Books For Your Bedside Table through the Tween and Teen Years

In a little over a month, my fourth kiddo will cross over to the dark place known as Tweendom. This means for those of you keeping score at home that I will soon have a house bursting at the seams with teens and tweens. Please send reinforcements in the form of Diet Coke and chocolate.

I jest, but there’s truth here too. These years leading up to and including the teens can be challenging for you, your kids, your sanity, and your bottom line. Wouldn’t it be nice to have a guidebook or ten to help you navigate these unfamiliar and sometimes hostile waters?

Well, here they are! We are not promising that these books will solve all your problems but they are the perfect parenting books to help you through the tween and teen years.

books for your bedside table

All Joy and No Fun: The Paradox of Modern Parenthood by Jennifer Senior

This is not a parenting book, but a book about the act of modern parenting itself. We’ve come a long way, baby, in terms of how we view and tackle this very fundamental task and Senior’s take is just fascinating.

Chock full of impressive research and held together by anecdotal stories of families, this is quite frankly my “Get a Hold of Yourself, Woman” book. Surprisingly easy to read and so so smart, this book reminds me that yes, parenting is hard, but it’s the thing I’ve chosen as my most important work.

I find myself revisiting this book time and again not only to remind myself that “mothering isn’t just something I do, it’s who I am” and to find solace in the fact that I am so very not alone on this road.

Masterminds and Wingmen: Helping Our Boys Cope with Schoolyard Power, Locker-Room Tests, Girlfriends, and the New Rules of Boy World by Rosalind Wiseman

This IS a parenting book and frankly anyone who spends any time around any boys age 11 through 18 needs to read it. With over 200 interviews with boys and strong research guiding her conclusions, Wiseman draws the adolescent boy in sharp relief and gives us not only a true picture of the more complex lives of boys, but some ways we can help them through the next few years.

**SET PROBLEM 1:** Do these statements agree with the post on parenting books? Answer yes or no for each, quoting the words that decide it. (a) The writer's fourth child will soon become a tween. (b) The writer calls All Joy and No Fun a parenting book. (c) Wiseman's book draws on more than 200 interviews with boys.
**SET PROBLEM 2:** Write the next part of the post on parenting books, picking up after its last sentence.
Nothing here depends on the rows.

**DATA EXTRACT:**
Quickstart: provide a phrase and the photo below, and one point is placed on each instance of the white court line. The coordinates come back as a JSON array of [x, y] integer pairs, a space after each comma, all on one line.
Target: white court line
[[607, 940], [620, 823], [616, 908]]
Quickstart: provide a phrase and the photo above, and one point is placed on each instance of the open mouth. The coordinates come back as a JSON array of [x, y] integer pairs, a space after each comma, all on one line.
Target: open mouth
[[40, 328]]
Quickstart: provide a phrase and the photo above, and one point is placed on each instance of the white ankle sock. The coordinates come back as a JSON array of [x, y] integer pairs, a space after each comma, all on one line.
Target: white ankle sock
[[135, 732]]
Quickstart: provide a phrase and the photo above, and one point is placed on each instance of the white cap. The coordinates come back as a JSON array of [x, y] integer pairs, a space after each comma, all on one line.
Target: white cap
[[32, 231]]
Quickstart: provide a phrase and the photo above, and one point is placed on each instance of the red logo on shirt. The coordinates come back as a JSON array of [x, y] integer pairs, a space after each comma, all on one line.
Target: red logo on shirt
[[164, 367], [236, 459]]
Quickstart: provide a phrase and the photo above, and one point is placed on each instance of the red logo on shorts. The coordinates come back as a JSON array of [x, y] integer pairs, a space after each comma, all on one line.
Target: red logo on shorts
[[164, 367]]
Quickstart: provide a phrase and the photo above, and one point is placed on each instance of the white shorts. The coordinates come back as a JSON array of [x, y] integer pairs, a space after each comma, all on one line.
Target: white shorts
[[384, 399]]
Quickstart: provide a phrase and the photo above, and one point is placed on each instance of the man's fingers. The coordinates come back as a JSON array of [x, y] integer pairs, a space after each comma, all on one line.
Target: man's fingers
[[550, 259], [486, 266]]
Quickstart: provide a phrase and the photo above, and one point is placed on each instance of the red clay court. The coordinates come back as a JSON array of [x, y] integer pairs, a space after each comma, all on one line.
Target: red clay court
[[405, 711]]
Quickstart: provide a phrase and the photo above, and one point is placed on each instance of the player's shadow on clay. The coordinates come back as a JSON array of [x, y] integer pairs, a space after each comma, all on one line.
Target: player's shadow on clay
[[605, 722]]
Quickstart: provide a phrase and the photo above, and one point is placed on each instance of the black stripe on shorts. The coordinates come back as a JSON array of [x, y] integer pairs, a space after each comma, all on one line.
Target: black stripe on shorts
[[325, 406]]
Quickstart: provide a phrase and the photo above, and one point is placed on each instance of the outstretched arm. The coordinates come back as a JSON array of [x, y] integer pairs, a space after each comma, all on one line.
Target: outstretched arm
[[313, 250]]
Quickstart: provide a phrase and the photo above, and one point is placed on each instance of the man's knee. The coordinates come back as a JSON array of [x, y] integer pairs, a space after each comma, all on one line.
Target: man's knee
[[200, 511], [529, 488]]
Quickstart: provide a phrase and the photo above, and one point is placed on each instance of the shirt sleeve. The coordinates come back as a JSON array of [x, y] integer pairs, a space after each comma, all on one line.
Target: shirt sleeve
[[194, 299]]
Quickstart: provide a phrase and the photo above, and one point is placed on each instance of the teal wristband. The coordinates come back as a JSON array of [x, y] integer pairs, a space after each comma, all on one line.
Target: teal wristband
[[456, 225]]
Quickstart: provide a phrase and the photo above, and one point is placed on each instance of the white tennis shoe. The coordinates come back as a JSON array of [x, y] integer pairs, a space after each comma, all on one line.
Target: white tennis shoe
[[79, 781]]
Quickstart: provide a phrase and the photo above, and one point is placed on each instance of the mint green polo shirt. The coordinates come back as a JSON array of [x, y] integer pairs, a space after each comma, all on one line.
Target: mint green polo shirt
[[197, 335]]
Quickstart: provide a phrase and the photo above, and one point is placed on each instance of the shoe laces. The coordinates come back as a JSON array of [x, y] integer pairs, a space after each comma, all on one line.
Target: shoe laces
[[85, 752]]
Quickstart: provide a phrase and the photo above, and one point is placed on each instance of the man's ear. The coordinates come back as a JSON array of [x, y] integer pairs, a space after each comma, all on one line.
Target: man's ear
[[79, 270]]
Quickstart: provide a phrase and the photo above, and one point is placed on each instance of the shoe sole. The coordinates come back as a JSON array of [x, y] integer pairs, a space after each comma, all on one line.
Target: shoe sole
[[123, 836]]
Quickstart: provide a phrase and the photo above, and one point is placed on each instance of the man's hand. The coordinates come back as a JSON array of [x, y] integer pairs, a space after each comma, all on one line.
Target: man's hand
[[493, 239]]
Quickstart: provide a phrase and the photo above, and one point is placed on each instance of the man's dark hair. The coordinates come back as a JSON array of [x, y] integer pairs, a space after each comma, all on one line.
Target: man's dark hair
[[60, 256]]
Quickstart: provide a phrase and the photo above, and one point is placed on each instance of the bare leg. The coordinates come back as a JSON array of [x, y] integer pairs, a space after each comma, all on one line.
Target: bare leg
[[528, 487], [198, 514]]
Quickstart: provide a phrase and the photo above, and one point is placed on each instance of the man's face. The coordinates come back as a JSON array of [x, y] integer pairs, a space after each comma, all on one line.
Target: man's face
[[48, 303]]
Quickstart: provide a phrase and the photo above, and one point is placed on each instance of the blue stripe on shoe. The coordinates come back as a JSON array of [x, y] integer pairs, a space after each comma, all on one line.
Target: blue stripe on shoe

**ANSWER 1:**
(a) Yes: "my fourth kiddo will cross over to the dark place known as Tweendom."
(b) No: "This is not a parenting book, but a book about the act of modern parenting itself."
(c) Yes: "With over 200 interviews with boys and strong research guiding her conclusions."

**ANSWER 2:**
My favorite insight is that we do boys a disservice by dismissing their emotional lives as simple when they most assuredly are not. There is even a free e-book for boys themselves to read about what to do in difficult situations.

I know what you’re thinking: Wiseman is kind of a superhero. Or a superstar. In any case, she has written a book that can save you and any special boys in your life.

Queen Bees and Wannabes: Helping Your Daughter Survive Cliques, Gossip, Boyfriends, and the New Realities of Girl World by Rosalind Wiseman

And Wiseman works a similar magic for girls. I read this book when I first started teaching middle school and it fundamentally changed the way I looked at girls, their friendships, and their struggles with each other and themselves.

Wiseman offers sage, sound advice for how to guide girls towards treating themselves with dignity and grace and treating each other fairly, but there is so much more than that in this book. Understanding girl power plays, how boys fit into the big picture of girl relationships, and the different roles girls play really helps anyone who knows or loves an  adolescent girl guide her to her best, most authentic self. Thanks again to the wonderful and very wise Wiseman.

 The Wonder of Boys by Michael Gurian

I often scribble pearls of wisdom from what I’ve been reading on whatever scrap I have available. This quote from this book has become my talisman over the past few years:

“As our lives speed up more and more, so do our children’s. We forget and thus they forget that there is nothing more important than the present moment. We forget and thus they forget to relax, to find spiritual solitude, to let go of the past, to quiet ambition, to fully enjoy the eating of a strawberry, the scent of a rose, the touch of a hand on a cheek…”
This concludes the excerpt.